- Text extract -
Here we turn to that challenge by evaluating the options for energy sufficiency in terms of the upper bounds and just distribution of energy use. Previous research recognizes the relationships between energy use and human well-being that undergird this policy brief (Figure 1). Increasing levels of energy use demonstrate a point of saturation: while lower-to-medium levels of energy access are needed to sustain a high quality of life, this relationship weakens with increasing levels of energy use (Steinberger and Roberts, 2010; Burke, 2020). Recent studies similarly show that high degrees of human development are achievable with less energy consumption per capita than that of affluent societies, while increasing economic growth and income per capita beyond a threshold does not improve well-being and can degrade quality of life (Max-Neef, 1995; Niccolucci et al., 2007; Easterlin et al., 2010; Lawn and Clarke, 2010; Collste et al., 2021). These thresholds of affluence show that it is imperative to focus on qualitative rather than quantitative improvements to satisfy well-being while transitioning to a right-sized economy. Additional modeling of energy scenarios suggests that, lacking highly speculative substantial CO2 removal, policies are needed to reduce global energy consumption and enable degrowth among high-income economies (Diesendorf, 2022). There is a need, therefore, for comprehensive policies directly targeting the impacts of consumption of the world's wealthiest people and nations (Potocnik et al., 2018; Otto et al., 2019).
Figure 1. Human Development Index as related to energy use (gigajoules) per capita. Authors. Data sources: UNDP HDI and BP Statistical Review of World Energy.

- Data for processing -
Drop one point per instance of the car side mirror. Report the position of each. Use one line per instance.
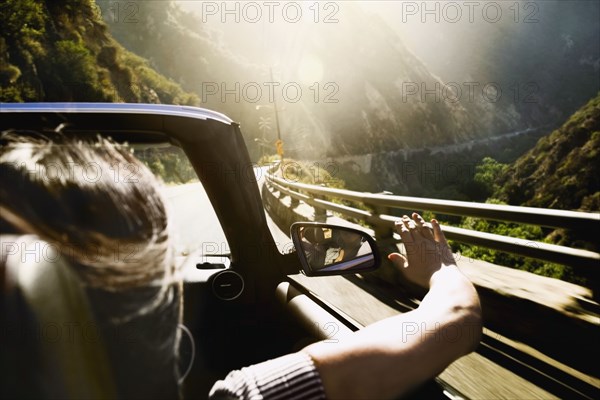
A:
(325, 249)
--
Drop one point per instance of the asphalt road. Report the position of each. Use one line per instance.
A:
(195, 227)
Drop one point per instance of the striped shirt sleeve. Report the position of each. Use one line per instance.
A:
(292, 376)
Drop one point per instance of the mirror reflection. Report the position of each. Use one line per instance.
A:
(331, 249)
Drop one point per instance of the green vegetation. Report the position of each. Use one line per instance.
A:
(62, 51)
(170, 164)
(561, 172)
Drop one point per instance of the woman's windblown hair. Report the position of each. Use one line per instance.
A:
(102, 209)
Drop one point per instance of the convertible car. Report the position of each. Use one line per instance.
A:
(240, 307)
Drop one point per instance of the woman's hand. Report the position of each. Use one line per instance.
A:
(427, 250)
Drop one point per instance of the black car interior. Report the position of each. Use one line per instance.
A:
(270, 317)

- Brief 1 -
Answer these questions using the text on energy use and well-being:
(a) What two data sources are listed for Figure 1?
(b) What does the text say happens when economic growth and income per capita increase beyond a threshold?
(c) Which citation is given for the modeling of energy scenarios?
- Brief 2 -
Report every line in the rows that contains the string "mirror".
The text and the rows have no connection to each other.

- Expected output 1 -
(a) UNDP HDI and BP Statistical Review of World Energy.
(b) It does not improve well-being and can degrade quality of life.
(c) Diesendorf, 2022.

- Expected output 2 -
Drop one point per instance of the car side mirror. Report the position of each. Use one line per instance.
Drop one point per instance of the mirror reflection. Report the position of each. Use one line per instance.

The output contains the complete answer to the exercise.